(Direction)
In the rows below, swap "photograph" for "image" wherever it appears and write the rows out again with nothing else changed. Leave the pictures out of your answer.

Named object pointing entries:
---

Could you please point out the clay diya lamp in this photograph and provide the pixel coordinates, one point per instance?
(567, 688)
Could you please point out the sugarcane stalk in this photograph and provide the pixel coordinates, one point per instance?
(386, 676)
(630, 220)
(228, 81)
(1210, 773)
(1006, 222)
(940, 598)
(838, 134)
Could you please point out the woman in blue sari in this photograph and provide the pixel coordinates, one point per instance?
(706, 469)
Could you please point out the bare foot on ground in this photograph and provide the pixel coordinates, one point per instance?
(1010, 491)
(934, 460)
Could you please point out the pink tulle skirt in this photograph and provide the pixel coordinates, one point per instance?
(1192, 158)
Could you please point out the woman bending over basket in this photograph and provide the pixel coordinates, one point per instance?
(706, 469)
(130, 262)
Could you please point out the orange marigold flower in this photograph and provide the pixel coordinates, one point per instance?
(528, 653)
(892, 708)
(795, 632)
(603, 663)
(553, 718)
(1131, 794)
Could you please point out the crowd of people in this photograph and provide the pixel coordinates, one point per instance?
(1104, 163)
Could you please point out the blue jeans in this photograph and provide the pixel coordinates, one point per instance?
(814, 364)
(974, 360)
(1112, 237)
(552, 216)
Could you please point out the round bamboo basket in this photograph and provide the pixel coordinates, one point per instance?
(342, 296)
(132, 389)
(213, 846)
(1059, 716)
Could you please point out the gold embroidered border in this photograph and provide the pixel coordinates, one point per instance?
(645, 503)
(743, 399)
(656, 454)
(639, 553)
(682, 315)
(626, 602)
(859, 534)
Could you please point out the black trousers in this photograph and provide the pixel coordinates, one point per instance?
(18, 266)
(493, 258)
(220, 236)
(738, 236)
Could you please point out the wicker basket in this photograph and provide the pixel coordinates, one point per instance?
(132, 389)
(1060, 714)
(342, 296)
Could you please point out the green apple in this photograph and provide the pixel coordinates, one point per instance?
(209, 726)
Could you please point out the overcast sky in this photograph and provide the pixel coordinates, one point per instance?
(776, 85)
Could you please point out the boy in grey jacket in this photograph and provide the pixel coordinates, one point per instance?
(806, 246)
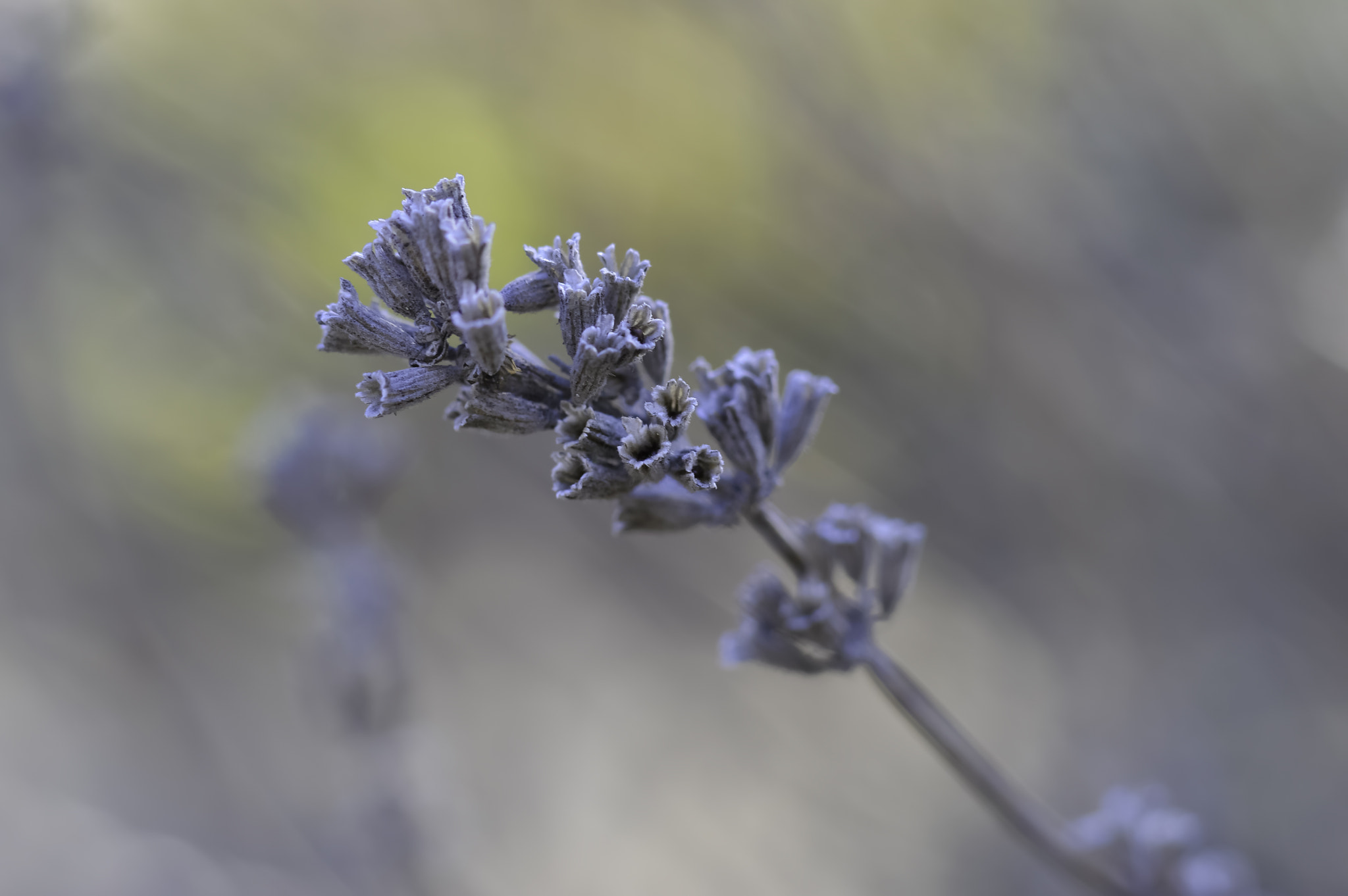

---

(The output)
Could you please point out the clay diya lamp in this image and provide the pixel coordinates, one point per instance?
(567, 688)
Could you please point out the sugarcane stalk in this image and provide the pixel coordinates, one point per instance?
(386, 676)
(630, 220)
(228, 81)
(1210, 773)
(1006, 222)
(940, 598)
(838, 134)
Could you please point out the woman in blue sari in this image and provide the pixel coordinates, one point per instance?
(706, 469)
Could you please point out the bare foot on ground in this image and provide the pixel coordinates, one point per instance?
(1010, 491)
(934, 460)
Could you please point out the pink tulle skirt in this image and provide the pixel coordinates, one point per instance?
(1192, 158)
Could you please point out the woman bending over basket in this image and provide the pixel coordinates, one point per instance?
(706, 469)
(130, 262)
Could you please point out the orange marigold flower in this image and provide the pixel coordinates, one point per instance?
(528, 653)
(892, 708)
(795, 632)
(603, 663)
(553, 718)
(1131, 794)
Could you please point out the crowd of people in this image and provide the pixel coordinates, one point per instance?
(1104, 163)
Could you please point out the blue jeans in this image and provide the pixel coordinates, one point per instance?
(814, 364)
(974, 360)
(1112, 237)
(552, 216)
Could you please point out the round bamboo basket in this image and provide the pixel coordinates, one point per instance?
(342, 296)
(132, 389)
(213, 846)
(1059, 716)
Could you please point out the gold embroidered border in this image and provide the pixel coordinates, one point per instance?
(645, 503)
(743, 399)
(656, 454)
(639, 553)
(682, 315)
(626, 602)
(859, 534)
Could you please point out the black trousers in this image and provide the pixel coordinates, one point per instance?
(18, 266)
(493, 258)
(220, 236)
(738, 236)
Could you please point out the wicker basket in this image and provide the pixel coordinates, one point per instance?
(132, 389)
(1060, 714)
(342, 296)
Could you please point out the green apple in this image and provide the pixel coordinates, one point per instance?
(209, 726)
Could you please point out the overcast sky in this image and provide the pixel coordinates, one point per instance?
(776, 85)
Could you please point out the boy in grey jacket in this image and provide the pixel coordinates, one point per instance?
(806, 246)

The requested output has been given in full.